## TEXT EXTRACT
------------------------------------------------------------

NIT, First Round
- Conference: Ivy League
- Record: 22–7 (12–2 Ivy)
- Head coach: Mitch Henderson (5th season);
- Assistant coaches: Brian Earl; Brett MacConnell; Donovan Williams;
- Captains: Mike Washington Jr.; Spencer Weisz; Steven Cook;
- Home arena: Jadwin Gymnasium

= 2015–16 Princeton Tigers men's basketball team =

American college basketball season

The 2015–16 Princeton Tigers men's basketball team represented Princeton University during the 2015–16 NCAA Division I men's basketball season. The Tigers, led by fifth year head coach Mitch Henderson, played their home games at Jadwin Gymnasium and were members of the Ivy League. They finished the season 22–7, 12–2 in Ivy League play to finish in second place. They were invited to the National Invitation Tournament where they lost in the first round to Virginia Tech.

==Previous season==
The Tigers finished the season 16–14, 9–5 in Ivy League play to finish in third place.

==Awards and accomplishments==
Spencer Weisz earned second-team All-Ivy League recognition in 2016. As a junior, he served as a tri-captain (along with Mike Washington, Jr. and Steven Cook) of the 2015–16 team, led the Ivy League in assist-to-turnover ratio (2.8), and was 2nd in the league in assists-per-game (3.9), 4th in assists (113), 6th in 3-point field goals (63), and 8th in defensive rebounds (129).

------------------------------------------------------------

## PARTS OF THE EXERCISE
A: Rewrite the paragraph of the Princeton basketball article that begins "Spencer Weisz earned" as a short bulleted list that keeps its main facts.
B: From the Princeton basketball article, reproduce the passage between "- Head coach: Mitch" and "to Virginia Tech.", inclusive.
The rows have no connection to the Princeton basketball article.

------------------------------------------------------------

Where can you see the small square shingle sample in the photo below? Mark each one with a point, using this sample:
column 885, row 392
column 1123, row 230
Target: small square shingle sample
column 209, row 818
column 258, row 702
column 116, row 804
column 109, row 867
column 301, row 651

------------------------------------------------------------

## ANSWER LIST
A:
- Spencer Weisz earned second-team All-Ivy League recognition in 2016.
- As a junior, he was a tri-captain of the 2015–16 team with Mike Washington, Jr. and Steven Cook.
- He led the Ivy League in assist-to-turnover ratio (2.8).
- League ranks: 2nd in assists per game (3.9), 4th in assists (113), 6th in 3-point field goals (63), 8th in defensive rebounds (129).

B:
- Head coach: Mitch Henderson (5th season);
- Assistant coaches: Brian Earl; Brett MacConnell; Donovan Williams;
- Captains: Mike Washington Jr.; Spencer Weisz; Steven Cook;
- Home arena: Jadwin Gymnasium

= 2015–16 Princeton Tigers men's basketball team =

American college basketball season

The 2015–16 Princeton Tigers men's basketball team represented Princeton University during the 2015–16 NCAA Division I men's basketball season. The Tigers, led by fifth year head coach Mitch Henderson, played their home games at Jadwin Gymnasium and were members of the Ivy League. They finished the season 22–7, 12–2 in Ivy League play to finish in second place. They were invited to the National Invitation Tournament where they lost in the first round to Virginia Tech.